SOURCE EXTRACT:
# # # #

I don’t do ‘evals’, but I do process billions of tokens every month, and I’ve found these small Nvidia models to be the best by far for their size currently.
As someone else mentioned, the GPT-OSS models are also quite good (though I haven’t found how to make them great yet, though I think they might age well like the Llama 3 models did and get better with time!).
But for a defined task, I’ve found task compliance, understanding, and tool call success rates to be some of the highest on these Nvidia models.
For example, I have a continuous job that evaluates if the data for a startup company on aVenture.vc could have overlapping/conflated two similar but unrelated companies for news articles, research details, investment rounds, etc… which is a token hungry ETL task! And I recently retested this workflow on the top 15 or so models today with <125b parameters, and the Nvidia models were among the best performing for this type of work, particularly around non-hallucination if given adequate grounding.
Also, re: cost - I run local inference on several machines that run continuously, in addition to routing through OpenRouter and the frontier providers, and was pleasantly surprised to find that if I’m a paying customer of OpenRouter otherwise, the free variant there from Nvidia is quite generous for limits, too.
You may want to use the new "derestricted" variants of gpt-oss. While the ostensible goal of these variants is to de-censor them, it ends up removing the models' obsession with policy and wasting thinking tokens that could be used towards actually reasoning through a problem.
Great advice. Have you observed any other differences? I’ve been wondering if there are any specialized variants yet of GPT-OSS models yet that outperform on specific tasks (similar to the countless Llama 3 variants we’ve seen).
>the GPT-OSS models are also quite good
I recently pitted gpt-oss 120b against Qwen3-Next 80b on a lot of internal benchmarks (for production use), and for me, gpt-oss was slightly slower (vLLM, both fit in VRAM), much worse at multilingual tasks (33 languages evaluated), and had worse instruction following (e.g., Qwen3-Next was able to reuse the same prompts I used for Gemma3 perfectly, while gpt-oss struggled and RAG benchmarks suddenly went from 90% to 60% without additional prompt engineering).
And that's with Qwen3-Next being a random unofficial 4-bit quant (compared to gpt-oss having native support) + I had to disable multi-token prediction in Qwen3-Next because vLLM crashed with it.
Has someone here tried both gpt-oss 120b and Qwen3-Next 80b? Maybe I was doing something wrong because I've seen a lot of people praise gpt-oss.
gpt-oss is STEM-maxxed, so I imagine most of the praise comes from people using it for agentic coding.
> We trained the models on a mostly English, text-only dataset, with a focus on STEM, coding, and general knowledge.
https://openai.com/index/introducing-gpt-oss/
Completely agree. I was working on something with TensorRT LLM and threw Nemotron in there more on a whim. It completely mopped the floor with other models for my task (text style transfer), following joint moderation with another LLM & humans. Really impressed.
Would you mind sharing what hardware/card(s) you're using? And is https://huggingface.co/nvidia/NVIDIA-Nemotron-3-Nano-30B-A3B... one of the ones you've tested?
Yes, I run it locally on 3 different AMD Strix Halo machines (Framework Desktop and 2 GMKTec machines, 128gb x 2, 96gb x 1) and a Mac Studio M2 Ultra 128gb of unified memory.
I’ve used several runtimes, including vLLM. Works great! Speedy. Best results with Ubuntu after trying a few different distributions and Vulkan and ROCm drivers.
Support for this landed in llama.cpp recently if anyone is interested in running it locally.
What do you mean about not doing evals? Just literally that you don’t run any benchmarks or do you have something against them?
He's just saying anecdotally these models are good. A reasonable response might be "have you systematically evaluated them?". He has pre-answered - no.
Not OP, but perhaps they mean not putting too much faith in common benchmarks (thanks to benchmaxxing).
Yes to both comments. I said that to:
1. disclose my method was not quantifiably measurable as the not model, because that is not important to me, speed of action/development outcomes is more important to me, and because
2. I’ve observed a large gap between benchmark toppers and my own results
But make no mistake, I like have the terminals scrolling live across multiple monitors so I can glance at them periodically and watch their response quality, so I care and notice which give better/worse results.
My biggest goal right now after accuracy is achieving more natural human-like English for technical writing.

# # # #

RECORDS PROVIDED:
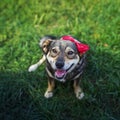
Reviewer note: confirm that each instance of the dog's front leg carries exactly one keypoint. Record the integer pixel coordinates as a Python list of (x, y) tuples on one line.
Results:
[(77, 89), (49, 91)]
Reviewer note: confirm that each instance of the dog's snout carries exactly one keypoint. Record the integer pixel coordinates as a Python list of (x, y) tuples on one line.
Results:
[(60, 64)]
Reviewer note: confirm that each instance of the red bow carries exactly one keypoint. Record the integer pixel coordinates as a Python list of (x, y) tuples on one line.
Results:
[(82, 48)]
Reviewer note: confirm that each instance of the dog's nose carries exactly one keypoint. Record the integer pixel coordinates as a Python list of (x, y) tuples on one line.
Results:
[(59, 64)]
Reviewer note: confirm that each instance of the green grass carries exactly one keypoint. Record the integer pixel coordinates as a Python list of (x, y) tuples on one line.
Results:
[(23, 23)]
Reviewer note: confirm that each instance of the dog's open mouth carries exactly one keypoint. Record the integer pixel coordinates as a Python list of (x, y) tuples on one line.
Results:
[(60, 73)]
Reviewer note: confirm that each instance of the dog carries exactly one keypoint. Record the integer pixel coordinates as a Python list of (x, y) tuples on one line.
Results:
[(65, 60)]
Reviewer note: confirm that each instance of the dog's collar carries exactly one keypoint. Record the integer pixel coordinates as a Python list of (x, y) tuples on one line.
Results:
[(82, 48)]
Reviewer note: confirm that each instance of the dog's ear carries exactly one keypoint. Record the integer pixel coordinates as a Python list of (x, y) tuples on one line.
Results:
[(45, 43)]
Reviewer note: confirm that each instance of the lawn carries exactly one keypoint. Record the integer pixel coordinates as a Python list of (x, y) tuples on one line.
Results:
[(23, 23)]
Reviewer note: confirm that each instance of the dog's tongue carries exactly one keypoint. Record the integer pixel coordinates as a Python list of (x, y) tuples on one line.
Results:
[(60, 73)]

# # # #

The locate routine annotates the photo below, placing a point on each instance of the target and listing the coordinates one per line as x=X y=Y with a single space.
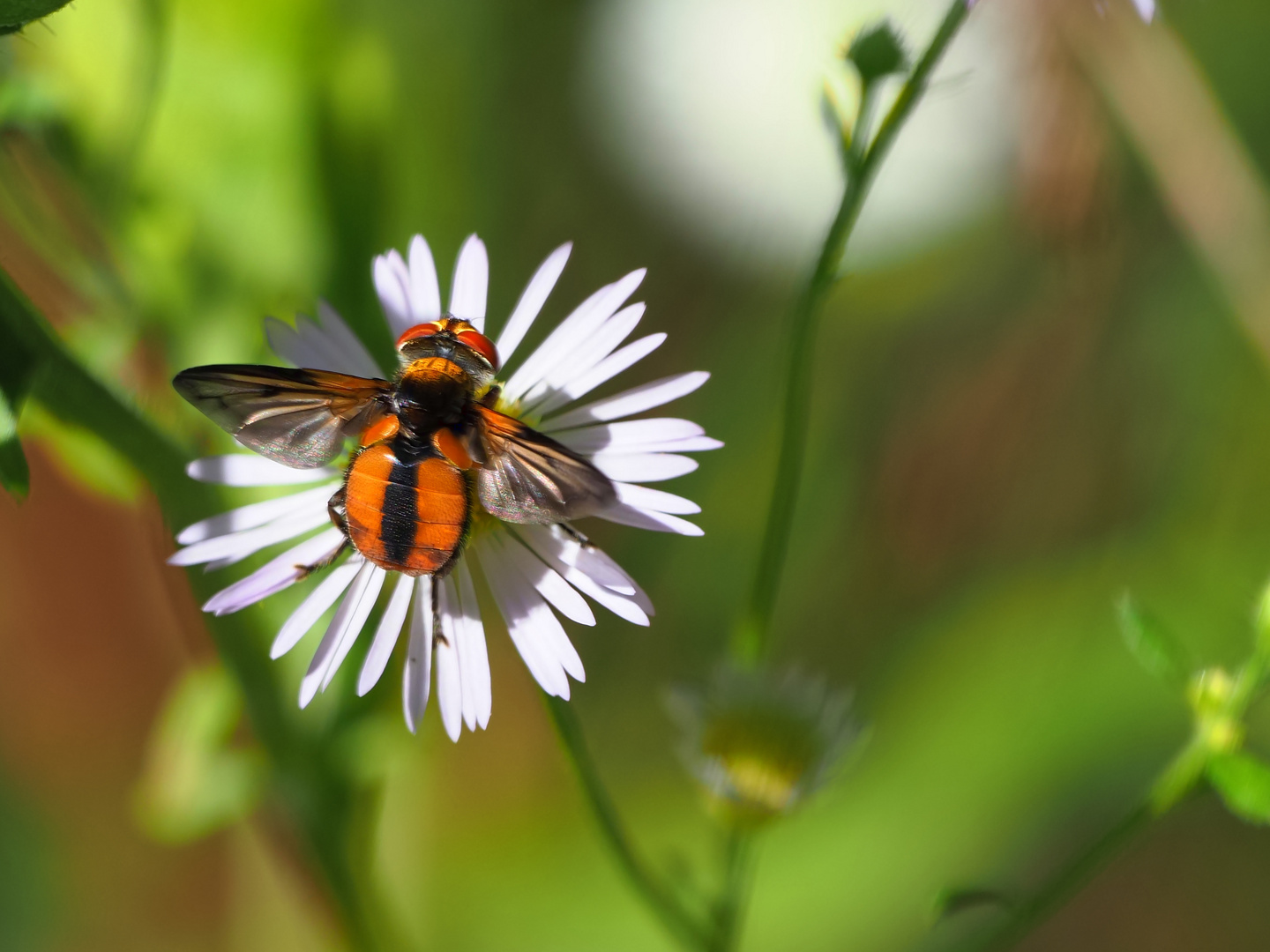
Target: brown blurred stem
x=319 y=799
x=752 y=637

# # # #

WORK ITEM: Repeat word for word the passage of the forum thread on small Nvidia models that runs between "What do you" and "give better/worse results.", inclusive. The lines above were drawn from a separate source, not from the forum thread.

ANSWER TO THIS EXERCISE:
What do you mean about not doing evals? Just literally that you don’t run any benchmarks or do you have something against them?
He's just saying anecdotally these models are good. A reasonable response might be "have you systematically evaluated them?". He has pre-answered - no.
Not OP, but perhaps they mean not putting too much faith in common benchmarks (thanks to benchmaxxing).
Yes to both comments. I said that to:
1. disclose my method was not quantifiably measurable as the not model, because that is not important to me, speed of action/development outcomes is more important to me, and because
2. I’ve observed a large gap between benchmark toppers and my own results
But make no mistake, I like have the terminals scrolling live across multiple monitors so I can glance at them periodically and watch their response quality, so I care and notice which give better/worse results.